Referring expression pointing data

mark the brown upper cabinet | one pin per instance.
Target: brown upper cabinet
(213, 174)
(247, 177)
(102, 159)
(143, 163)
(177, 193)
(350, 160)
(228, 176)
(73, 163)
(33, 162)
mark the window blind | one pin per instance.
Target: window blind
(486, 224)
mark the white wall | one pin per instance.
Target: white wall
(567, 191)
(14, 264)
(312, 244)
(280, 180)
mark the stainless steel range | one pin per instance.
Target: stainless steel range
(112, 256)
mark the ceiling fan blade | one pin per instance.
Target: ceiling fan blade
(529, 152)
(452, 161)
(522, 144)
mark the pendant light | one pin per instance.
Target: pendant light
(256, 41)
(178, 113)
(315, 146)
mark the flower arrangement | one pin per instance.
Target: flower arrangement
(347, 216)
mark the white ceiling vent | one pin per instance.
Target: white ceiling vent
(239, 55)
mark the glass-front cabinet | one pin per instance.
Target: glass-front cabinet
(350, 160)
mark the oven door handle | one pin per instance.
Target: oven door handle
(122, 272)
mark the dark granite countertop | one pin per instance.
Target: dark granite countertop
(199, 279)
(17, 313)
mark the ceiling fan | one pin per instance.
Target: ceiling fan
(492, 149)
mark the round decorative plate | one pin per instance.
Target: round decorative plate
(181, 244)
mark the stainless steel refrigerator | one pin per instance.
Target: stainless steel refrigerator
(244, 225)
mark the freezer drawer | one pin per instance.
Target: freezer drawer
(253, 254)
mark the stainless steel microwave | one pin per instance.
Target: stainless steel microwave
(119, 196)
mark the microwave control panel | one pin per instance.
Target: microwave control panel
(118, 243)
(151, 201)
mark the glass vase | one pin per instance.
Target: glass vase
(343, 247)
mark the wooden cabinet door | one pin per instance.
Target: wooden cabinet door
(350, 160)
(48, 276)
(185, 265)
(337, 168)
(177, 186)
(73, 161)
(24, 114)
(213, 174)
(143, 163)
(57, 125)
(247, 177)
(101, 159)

PROMPT => Nothing is to be altered; retype each entry exactly.

ANSWER TO THIS PROBLEM =>
mark the brown upper cabinet | one pin per instance.
Target: brown upper cabinet
(213, 174)
(247, 177)
(102, 159)
(143, 163)
(177, 193)
(350, 160)
(228, 176)
(73, 163)
(33, 162)
mark the window blind | one pin per instance.
Target: window blind
(486, 224)
mark the white wall | one pin per instance.
Target: white wall
(567, 191)
(14, 264)
(312, 244)
(280, 180)
mark the stainless steel range | one pin per instance.
Target: stainless steel range
(112, 256)
mark the ceiling fan blade | one pin per instance.
Target: ceiling fan blade
(529, 152)
(452, 161)
(522, 144)
mark the pendant light | one pin per instance.
Target: pendant light
(256, 41)
(178, 113)
(315, 146)
mark the flower arrangement | one pin per instance.
Target: flower arrangement
(347, 216)
mark the white ceiling vent | one pin per instance.
Target: white ceiling vent
(239, 55)
mark the glass-front cabinet | one pin per instance.
Target: glass-front cabinet
(350, 160)
mark the oven door handle | one pin per instance.
Target: oven door handle
(122, 272)
mark the dark granite countertop | one pin per instance.
Target: dark granite countertop
(199, 279)
(17, 313)
mark the ceiling fan | one pin per instance.
Target: ceiling fan
(492, 149)
mark the round decorative plate | one pin per instance.
Target: round decorative plate
(181, 244)
mark the stainless steel refrigerator | one pin per instance.
Target: stainless steel refrigerator
(244, 225)
mark the freezer drawer | one pin per instance.
Target: freezer drawer
(253, 254)
mark the stainless steel microwave | one pin per instance.
Target: stainless steel microwave
(119, 196)
mark the microwave control panel | one pin per instance.
Target: microwave control panel
(118, 243)
(151, 201)
mark the glass vase | one pin per instance.
Target: glass vase
(343, 247)
mark the wooden cabinet door | one pin per instance.
Target: wooden cabinet door
(350, 160)
(48, 276)
(185, 265)
(337, 168)
(177, 186)
(73, 161)
(24, 114)
(213, 174)
(143, 163)
(57, 125)
(247, 177)
(101, 159)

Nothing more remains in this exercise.